Stored data.
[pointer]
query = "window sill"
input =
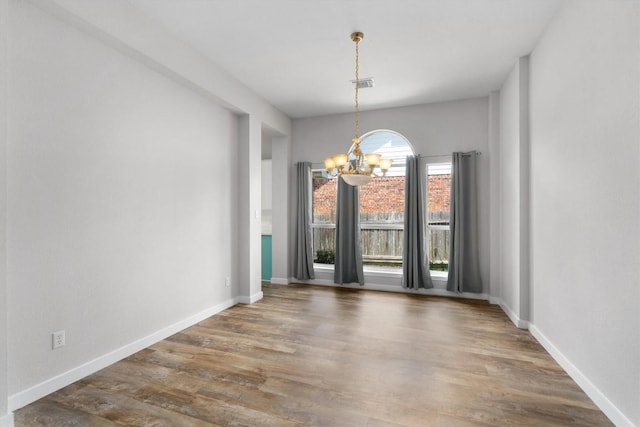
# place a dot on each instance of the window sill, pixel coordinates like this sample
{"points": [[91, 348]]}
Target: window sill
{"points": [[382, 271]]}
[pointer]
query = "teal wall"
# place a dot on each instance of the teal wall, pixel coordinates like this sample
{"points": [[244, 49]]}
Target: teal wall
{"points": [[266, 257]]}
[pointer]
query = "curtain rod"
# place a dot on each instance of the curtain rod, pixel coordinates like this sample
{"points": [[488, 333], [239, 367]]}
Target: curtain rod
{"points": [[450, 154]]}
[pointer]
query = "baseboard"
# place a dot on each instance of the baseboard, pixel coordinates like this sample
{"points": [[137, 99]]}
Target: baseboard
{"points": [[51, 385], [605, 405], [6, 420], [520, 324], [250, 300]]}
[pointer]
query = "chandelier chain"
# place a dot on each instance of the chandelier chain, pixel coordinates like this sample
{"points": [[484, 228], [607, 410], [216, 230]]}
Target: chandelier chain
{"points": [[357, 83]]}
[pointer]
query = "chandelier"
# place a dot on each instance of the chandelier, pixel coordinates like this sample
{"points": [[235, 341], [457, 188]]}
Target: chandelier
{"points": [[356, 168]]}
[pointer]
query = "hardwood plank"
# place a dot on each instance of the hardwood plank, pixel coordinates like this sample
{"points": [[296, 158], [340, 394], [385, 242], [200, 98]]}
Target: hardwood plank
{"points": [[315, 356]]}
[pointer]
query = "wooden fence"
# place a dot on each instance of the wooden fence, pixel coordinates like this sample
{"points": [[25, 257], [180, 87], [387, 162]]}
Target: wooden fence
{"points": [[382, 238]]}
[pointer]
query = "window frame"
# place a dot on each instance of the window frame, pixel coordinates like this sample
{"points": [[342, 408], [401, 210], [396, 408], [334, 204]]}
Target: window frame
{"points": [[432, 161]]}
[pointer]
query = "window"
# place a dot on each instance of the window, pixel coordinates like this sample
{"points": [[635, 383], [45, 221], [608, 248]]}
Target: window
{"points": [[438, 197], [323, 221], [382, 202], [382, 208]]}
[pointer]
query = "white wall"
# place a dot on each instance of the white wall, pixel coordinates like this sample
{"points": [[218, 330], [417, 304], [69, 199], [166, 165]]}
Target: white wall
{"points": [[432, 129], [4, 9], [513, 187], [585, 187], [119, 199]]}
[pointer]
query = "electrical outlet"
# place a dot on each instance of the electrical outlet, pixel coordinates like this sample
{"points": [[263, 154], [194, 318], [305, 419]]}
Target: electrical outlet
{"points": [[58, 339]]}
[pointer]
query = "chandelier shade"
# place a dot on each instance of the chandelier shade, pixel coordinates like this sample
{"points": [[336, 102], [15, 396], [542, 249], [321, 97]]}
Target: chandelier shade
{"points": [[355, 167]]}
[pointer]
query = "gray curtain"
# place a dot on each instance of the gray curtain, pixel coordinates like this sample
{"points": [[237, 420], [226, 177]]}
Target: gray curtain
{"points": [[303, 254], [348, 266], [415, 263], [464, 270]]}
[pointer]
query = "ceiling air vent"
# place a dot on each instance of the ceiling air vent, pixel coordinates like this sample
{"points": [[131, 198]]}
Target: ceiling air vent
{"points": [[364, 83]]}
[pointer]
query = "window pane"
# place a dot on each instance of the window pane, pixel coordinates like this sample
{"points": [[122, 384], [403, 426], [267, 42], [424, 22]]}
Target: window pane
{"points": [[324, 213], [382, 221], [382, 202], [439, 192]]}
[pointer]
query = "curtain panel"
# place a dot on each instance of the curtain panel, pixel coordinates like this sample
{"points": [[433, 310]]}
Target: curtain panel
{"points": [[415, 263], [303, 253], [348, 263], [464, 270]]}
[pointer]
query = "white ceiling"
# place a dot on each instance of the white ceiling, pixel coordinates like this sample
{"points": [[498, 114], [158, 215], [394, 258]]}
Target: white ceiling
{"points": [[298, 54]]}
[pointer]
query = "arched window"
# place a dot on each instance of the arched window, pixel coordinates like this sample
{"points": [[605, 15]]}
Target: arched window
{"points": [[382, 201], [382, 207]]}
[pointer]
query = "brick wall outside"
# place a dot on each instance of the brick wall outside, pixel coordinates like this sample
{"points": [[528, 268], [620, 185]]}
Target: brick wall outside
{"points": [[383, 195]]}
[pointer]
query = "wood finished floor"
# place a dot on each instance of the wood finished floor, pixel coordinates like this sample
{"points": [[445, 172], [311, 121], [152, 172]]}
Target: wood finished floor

...

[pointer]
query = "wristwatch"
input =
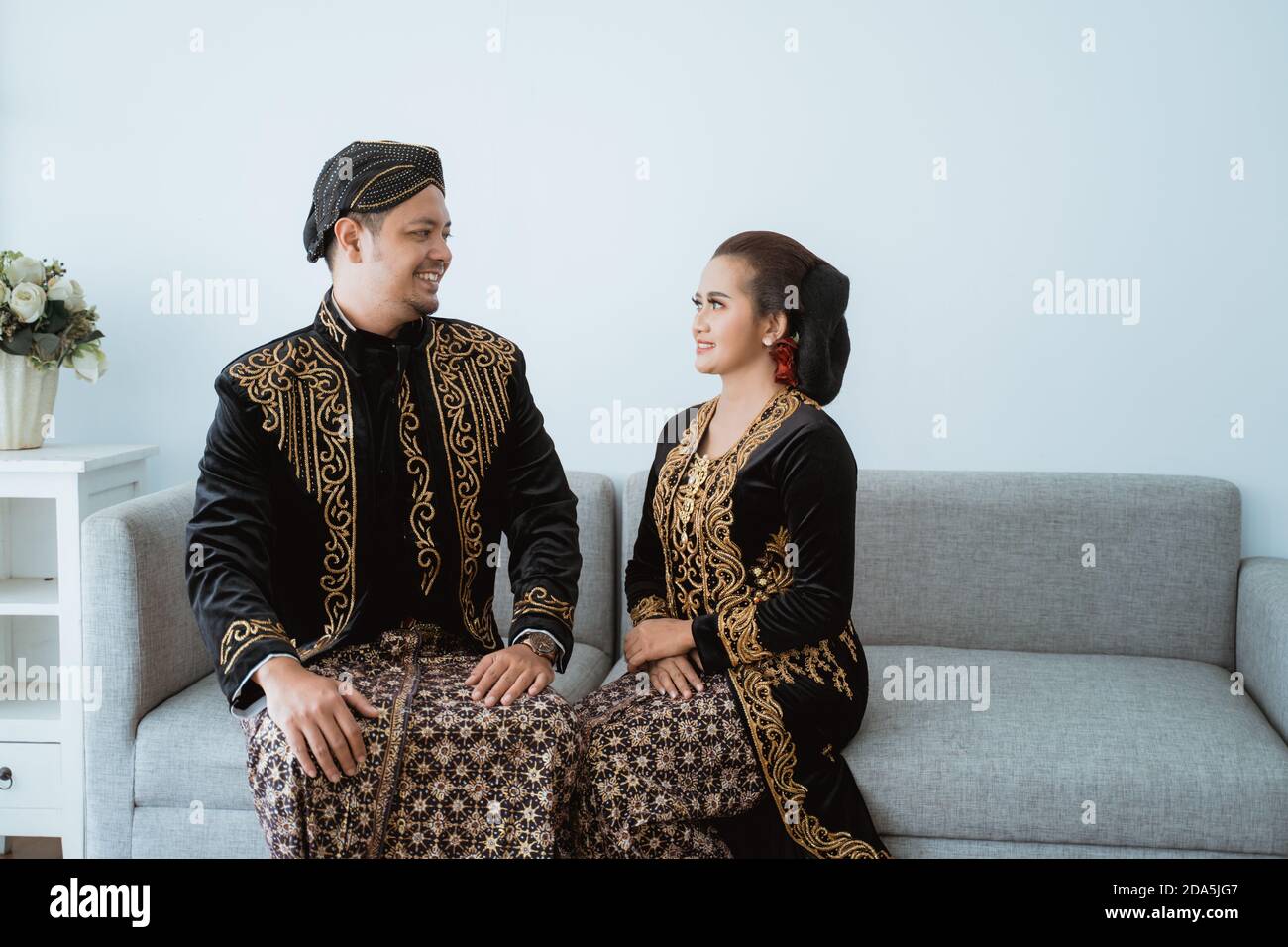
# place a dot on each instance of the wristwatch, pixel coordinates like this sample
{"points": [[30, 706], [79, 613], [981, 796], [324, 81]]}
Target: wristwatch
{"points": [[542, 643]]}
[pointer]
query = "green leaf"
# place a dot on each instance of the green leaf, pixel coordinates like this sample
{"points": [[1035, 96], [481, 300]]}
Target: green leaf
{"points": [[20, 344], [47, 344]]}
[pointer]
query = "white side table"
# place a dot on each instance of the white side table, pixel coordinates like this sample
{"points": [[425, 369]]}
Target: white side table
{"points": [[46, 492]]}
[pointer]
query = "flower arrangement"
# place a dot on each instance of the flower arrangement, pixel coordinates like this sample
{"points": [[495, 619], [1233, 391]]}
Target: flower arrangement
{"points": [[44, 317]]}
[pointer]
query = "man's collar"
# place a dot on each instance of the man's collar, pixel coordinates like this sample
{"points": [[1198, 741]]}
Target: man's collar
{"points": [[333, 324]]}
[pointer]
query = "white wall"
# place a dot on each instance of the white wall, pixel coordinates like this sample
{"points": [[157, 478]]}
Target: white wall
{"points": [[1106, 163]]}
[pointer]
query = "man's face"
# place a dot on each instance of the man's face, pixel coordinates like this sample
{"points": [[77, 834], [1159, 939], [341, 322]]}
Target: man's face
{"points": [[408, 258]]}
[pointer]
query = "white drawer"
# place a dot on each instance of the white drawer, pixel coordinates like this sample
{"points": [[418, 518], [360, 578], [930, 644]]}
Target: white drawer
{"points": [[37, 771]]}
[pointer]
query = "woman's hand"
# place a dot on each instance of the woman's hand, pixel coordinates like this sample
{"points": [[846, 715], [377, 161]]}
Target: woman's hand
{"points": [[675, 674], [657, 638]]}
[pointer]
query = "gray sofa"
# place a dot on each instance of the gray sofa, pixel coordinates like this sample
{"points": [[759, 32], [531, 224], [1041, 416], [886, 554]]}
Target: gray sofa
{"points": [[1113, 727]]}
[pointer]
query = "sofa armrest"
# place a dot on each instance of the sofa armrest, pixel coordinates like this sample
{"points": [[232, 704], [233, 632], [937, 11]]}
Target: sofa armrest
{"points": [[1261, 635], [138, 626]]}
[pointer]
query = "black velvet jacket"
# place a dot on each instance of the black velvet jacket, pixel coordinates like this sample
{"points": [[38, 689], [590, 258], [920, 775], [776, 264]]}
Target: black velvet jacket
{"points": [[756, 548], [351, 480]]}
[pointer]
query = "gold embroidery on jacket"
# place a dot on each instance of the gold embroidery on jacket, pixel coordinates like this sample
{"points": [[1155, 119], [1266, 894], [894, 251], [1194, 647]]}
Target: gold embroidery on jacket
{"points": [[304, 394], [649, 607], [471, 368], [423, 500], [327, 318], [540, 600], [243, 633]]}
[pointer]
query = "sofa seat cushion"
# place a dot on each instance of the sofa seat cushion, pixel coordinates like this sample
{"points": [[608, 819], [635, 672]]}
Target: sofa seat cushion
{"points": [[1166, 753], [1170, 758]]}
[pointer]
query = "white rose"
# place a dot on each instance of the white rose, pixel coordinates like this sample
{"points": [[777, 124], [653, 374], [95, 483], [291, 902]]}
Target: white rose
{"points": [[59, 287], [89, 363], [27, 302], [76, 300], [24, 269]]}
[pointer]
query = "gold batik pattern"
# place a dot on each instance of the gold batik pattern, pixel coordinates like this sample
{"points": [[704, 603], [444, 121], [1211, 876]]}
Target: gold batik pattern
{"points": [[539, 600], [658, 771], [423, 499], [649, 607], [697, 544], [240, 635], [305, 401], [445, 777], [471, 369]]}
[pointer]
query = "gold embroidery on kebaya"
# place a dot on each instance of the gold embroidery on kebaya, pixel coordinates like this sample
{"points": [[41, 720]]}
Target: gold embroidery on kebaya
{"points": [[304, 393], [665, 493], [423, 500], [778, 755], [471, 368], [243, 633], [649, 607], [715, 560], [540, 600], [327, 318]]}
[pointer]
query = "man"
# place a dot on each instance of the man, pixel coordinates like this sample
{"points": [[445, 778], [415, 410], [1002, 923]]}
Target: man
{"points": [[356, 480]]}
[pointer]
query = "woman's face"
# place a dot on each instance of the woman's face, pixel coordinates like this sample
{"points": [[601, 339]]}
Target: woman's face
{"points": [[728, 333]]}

The problem.
Count the lines in the entries above that contain the string "rose", matching case exactly, and reply with only that number.

Result of the task.
3